▼▼▼
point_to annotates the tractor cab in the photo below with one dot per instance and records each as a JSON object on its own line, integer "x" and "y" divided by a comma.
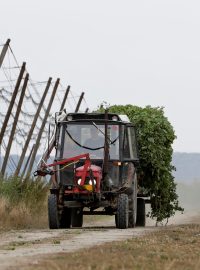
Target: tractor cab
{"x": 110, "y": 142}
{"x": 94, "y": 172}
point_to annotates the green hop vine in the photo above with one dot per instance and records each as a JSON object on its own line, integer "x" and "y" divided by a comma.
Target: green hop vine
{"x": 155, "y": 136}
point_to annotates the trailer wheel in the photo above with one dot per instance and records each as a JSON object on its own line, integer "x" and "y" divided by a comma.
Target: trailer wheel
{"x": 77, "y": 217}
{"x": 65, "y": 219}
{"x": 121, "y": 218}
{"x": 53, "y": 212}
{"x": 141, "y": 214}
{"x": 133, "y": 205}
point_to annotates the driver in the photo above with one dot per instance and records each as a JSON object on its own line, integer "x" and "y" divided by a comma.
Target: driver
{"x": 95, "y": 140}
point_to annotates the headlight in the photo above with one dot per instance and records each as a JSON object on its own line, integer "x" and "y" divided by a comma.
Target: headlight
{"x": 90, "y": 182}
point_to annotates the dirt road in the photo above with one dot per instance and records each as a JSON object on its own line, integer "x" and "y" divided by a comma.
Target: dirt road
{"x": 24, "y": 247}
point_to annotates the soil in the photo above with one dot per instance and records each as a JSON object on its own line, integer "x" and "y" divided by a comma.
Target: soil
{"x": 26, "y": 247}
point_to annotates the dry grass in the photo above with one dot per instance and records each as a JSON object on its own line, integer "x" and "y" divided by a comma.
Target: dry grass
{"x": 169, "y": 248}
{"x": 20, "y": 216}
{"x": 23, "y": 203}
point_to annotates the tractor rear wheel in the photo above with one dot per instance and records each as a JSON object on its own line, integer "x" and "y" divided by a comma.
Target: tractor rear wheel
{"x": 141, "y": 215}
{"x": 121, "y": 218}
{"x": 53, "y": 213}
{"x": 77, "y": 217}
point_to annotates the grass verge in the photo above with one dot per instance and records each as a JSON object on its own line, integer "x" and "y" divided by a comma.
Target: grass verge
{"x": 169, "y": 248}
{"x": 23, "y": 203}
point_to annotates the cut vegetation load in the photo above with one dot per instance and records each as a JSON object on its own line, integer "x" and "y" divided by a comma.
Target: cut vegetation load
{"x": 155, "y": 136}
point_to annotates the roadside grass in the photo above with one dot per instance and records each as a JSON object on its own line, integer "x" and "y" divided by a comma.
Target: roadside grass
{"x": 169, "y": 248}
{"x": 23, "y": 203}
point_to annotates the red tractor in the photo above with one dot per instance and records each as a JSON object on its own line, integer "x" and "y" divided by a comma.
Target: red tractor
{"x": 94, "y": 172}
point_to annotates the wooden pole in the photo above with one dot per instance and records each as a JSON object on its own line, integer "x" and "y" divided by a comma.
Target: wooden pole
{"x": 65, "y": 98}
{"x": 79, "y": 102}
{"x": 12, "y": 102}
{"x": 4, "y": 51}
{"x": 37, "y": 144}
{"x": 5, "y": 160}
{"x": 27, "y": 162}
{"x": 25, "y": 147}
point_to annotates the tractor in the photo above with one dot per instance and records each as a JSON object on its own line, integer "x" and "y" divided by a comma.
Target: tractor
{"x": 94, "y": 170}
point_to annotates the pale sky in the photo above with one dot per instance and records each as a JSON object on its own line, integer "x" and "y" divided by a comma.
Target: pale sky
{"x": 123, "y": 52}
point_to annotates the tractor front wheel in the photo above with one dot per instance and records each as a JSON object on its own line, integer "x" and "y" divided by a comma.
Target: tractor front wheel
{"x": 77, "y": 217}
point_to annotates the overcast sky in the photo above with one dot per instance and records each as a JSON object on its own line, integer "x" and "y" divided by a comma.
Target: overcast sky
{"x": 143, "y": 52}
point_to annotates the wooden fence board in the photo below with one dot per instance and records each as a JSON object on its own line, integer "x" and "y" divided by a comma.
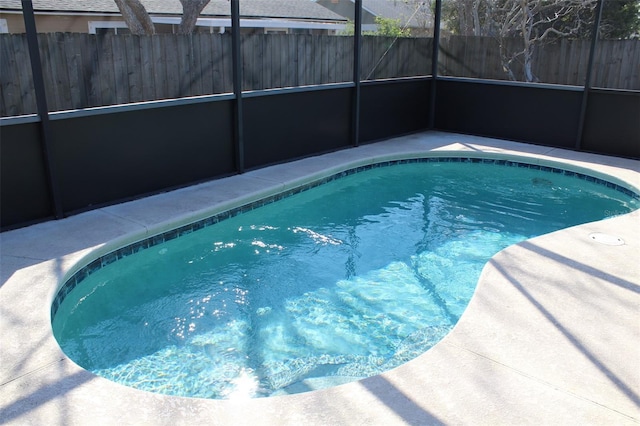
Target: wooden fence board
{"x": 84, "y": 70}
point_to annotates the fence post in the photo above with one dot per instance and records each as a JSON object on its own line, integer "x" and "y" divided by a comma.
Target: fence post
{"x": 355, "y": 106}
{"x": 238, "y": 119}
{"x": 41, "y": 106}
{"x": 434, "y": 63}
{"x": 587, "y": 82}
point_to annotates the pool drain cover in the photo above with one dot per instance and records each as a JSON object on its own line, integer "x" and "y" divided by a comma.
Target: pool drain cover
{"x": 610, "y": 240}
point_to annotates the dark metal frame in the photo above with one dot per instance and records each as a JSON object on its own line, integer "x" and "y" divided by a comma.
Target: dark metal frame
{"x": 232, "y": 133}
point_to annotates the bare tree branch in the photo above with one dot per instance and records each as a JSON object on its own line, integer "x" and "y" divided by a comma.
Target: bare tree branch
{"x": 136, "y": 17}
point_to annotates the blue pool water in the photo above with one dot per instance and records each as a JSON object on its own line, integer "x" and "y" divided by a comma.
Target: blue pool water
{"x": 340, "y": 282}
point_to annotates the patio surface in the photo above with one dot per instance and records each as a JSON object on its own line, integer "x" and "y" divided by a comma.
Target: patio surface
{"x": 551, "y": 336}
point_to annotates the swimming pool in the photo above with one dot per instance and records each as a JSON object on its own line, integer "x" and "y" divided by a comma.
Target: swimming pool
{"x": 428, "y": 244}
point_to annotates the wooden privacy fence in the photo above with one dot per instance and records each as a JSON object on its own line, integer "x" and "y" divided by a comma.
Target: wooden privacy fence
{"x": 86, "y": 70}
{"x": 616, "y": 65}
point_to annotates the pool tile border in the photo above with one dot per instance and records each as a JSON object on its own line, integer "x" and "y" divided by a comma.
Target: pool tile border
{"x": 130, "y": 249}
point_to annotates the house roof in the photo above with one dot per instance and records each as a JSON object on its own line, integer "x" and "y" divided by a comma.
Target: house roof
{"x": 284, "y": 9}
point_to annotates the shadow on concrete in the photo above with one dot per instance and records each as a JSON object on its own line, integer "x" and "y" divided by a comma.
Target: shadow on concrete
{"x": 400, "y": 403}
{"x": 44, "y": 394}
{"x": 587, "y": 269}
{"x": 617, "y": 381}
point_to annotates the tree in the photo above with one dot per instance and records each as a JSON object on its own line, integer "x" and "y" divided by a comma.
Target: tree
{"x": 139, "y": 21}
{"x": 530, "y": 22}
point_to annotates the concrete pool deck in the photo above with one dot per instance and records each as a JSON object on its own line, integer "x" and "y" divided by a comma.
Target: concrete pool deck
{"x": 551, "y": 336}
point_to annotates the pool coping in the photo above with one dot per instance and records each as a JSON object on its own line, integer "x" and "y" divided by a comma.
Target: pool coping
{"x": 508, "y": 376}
▲▲▲
• **Problem to work on**
Give back, character for character, every line from the one containing "point_to annotates the concrete" down to the very last line, both included.

• **Answer to this exercise**
point_to annotates the concrete pool deck in the photo above with one dot per instance and records each as a JSON object on its own line, integer "x" and "y" divided by a comma.
Target: concrete pool deck
{"x": 551, "y": 336}
point_to annotates the pool coping in the photo above with one dot per instance and records each as a JSON object on its own line, integer "x" and "y" divided by a comma.
Target: pool coping
{"x": 508, "y": 376}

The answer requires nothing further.